Consigne 1
Indiquez combien de lignes des enregistrements ci-dessous contiennent le mot « exterior », en respectant la casse. Donnez uniquement ce nombre.

───── Passage fourni

Côté staff, Armond, le manager gay middle-aged replonge dans ses addictions. Lani, sa stagiaire native de Hawaï, lui cache sa grossesse pour ne pas louper un jour de travail. Belinda, la responsable du spa, se fait méchamment gaslighter entre deux chants traditionnels hawaïens. Dillon, un jeune serveur, assouvit autant les désirs de ses clients que ceux de son manager. Et enfin, Kai, mi-serveur mi-danseur natif de l’île, tente d’obtenir réparation sur les conseils malveillants de sa crush.

Aidée par un casting 5 étoiles, la série nous dévoile épisode après épisode que le rêve américain (#quandonveutonpeut) n’est qu’un leurre. Rachel, jeune journaliste issue de la middle class, nous fait réaliser que même en 2021, on peut choisir de se marier pour des raisons purement économiques. Évidemment, on aurait voulu qu’elle quitte Shane mais let’s be real, dans une économie pareille, on comprend qu’elle ait besoin de stabilité financière. De tous‧tes les client‧es, Rachel est la seule à se questionner sur sa carrière. De leur côté, les employé‧es de l’hôtel n’ont pas le luxe de se poser ces questions et font de leur mieux pour satisfaire les besoins des client‧es et de leur égo. On retient que la réussite n’est atteignable que pour certain‧es et que ce sont toujours les mêmes (spoiler : les riches).

 

 

2# L’argent n’achète pas tout (surtout pas le self-love)

 

La série étant centrée sur des personnages richissimes, l’argent revient souvent dans les conversations. Et si certain‧es remettent en cause leur rapport à l’argent, d’autres ne se posent tout simplement pas la question.

 

C’est le cas de Shane par exemple, qui est agacé à l’idée que sa femme Rachel puisse avoir envie de poursuivre sa carrière de journaliste, même pendant les vacances. Pour lui, elle n’a plus besoin de travailler et devrait profiter de son nouveau statut social de trophy wife.

 

Dans la famille Mossbacher, l’argent est tantôt un sujet de débat sur le privilège tantôt un moyen de se racheter quand on fait une erreur. Mark confie à son fils qu’il a acheté des bracelets à 75 000$ à Nicole pour se faire pardonner une infidélité. Résultat : elle ne lui a jamais pardonné et le couple ne se touche plus depuis des années. Leur fille Olivia, qui défend corps et âme la justice sociale, semble pourtant peu se questionner sur la richesse familiale et donc sur la sienne. Quand Paula lui assène qu’elle n’est pas si différente du reste de sa famille, elle s’effondre.

 

S’il y a un personnage clairvoyant sur sa relation complexe à l’argent, c’est Tanya. En plein deuil de sa mère, avec qui elle entretenait une relation chaotique, elle vient noyer sa peine dans les lagons hawaïens (et l’alcool).

──────────
───── Données extraites

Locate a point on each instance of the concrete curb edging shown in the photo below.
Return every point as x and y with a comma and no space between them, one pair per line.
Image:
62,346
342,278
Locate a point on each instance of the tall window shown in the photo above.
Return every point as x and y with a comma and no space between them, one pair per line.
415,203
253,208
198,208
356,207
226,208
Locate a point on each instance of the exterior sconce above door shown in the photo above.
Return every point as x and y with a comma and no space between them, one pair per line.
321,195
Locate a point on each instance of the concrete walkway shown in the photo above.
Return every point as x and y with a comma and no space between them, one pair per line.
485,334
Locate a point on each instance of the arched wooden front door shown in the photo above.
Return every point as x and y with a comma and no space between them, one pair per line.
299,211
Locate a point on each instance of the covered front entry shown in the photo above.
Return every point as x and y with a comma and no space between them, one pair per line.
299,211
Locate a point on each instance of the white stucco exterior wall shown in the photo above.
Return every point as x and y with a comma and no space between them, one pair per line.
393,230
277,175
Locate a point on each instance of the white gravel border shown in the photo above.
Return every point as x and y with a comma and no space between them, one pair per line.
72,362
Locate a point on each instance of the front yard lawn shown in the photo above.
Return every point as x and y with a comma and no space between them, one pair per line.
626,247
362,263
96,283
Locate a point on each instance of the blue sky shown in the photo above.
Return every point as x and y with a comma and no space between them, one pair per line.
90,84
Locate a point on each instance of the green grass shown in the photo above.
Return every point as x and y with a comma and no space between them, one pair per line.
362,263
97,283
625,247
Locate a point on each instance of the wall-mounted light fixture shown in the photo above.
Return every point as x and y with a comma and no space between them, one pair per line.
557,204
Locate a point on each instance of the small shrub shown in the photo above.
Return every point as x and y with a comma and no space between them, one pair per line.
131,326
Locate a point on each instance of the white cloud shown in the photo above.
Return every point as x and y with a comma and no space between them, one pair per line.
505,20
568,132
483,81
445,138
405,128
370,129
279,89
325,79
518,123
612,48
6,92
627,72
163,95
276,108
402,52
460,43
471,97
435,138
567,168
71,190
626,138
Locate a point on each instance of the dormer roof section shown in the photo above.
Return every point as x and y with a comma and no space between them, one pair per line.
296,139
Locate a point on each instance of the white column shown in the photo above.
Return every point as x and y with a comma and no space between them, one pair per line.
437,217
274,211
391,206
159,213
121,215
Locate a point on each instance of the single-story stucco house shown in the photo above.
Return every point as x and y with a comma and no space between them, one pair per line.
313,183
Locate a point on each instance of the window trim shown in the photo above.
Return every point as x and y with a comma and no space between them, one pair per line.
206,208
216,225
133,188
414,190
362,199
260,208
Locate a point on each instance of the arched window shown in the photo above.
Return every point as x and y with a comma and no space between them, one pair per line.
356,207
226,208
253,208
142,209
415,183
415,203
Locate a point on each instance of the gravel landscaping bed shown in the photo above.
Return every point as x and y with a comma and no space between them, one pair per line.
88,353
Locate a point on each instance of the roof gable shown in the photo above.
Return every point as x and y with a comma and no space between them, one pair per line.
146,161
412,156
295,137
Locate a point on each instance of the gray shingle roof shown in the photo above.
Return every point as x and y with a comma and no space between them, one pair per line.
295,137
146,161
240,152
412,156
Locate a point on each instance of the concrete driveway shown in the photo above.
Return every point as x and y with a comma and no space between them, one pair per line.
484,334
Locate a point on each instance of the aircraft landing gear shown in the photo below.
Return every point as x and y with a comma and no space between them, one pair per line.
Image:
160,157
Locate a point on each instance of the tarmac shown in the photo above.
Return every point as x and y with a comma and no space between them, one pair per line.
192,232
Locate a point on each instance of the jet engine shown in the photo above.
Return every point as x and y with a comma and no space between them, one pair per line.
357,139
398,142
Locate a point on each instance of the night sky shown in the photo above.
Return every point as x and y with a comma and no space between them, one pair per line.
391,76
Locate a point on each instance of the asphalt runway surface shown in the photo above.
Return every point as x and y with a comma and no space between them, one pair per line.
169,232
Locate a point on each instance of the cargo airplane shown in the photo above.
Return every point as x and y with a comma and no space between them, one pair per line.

──────────

Consigne 2
Prolongez l'article sur la série et ses personnages, présenté plus haut, en reprenant juste après sa dernière phrase.

Résultat attendu 1
2

Résultat attendu 2
Dès le début de son séjour, elle trouve du réconfort au sein du spa de l’hôtel, où Belinda la chouchoute. Tanya, revigorée par son soin, propose à Belinda d’investir pour qu’elle puisse ouvrir son propre salon de bien-être. Là, débute une relation amicale complètement asymétrique entre les deux femmes. À la fois sceptique et enthousiaste, Belinda commence à se projeter. Mais c’était sans compter sur le voisin de chambre de Tanya, qui devient un love interest en 2 secondes 3. Exit le projet de spa avec Belinda, bonjour la love story à Aspen. Tanya sait pertinemment qu’elle est pétrie d’insécurités et qu’elle utilise son compte en banque pour avoir le contrôle dans ses relations. La dernière chose dont elle a besoin dans sa vie, dit-elle, c’est d’une autre relation transactionnelle. Et on la croit, c’est juste problématique que ça se fasse au détriment d’une femme noire, à qui elle avait fait miroiter un bel avenir.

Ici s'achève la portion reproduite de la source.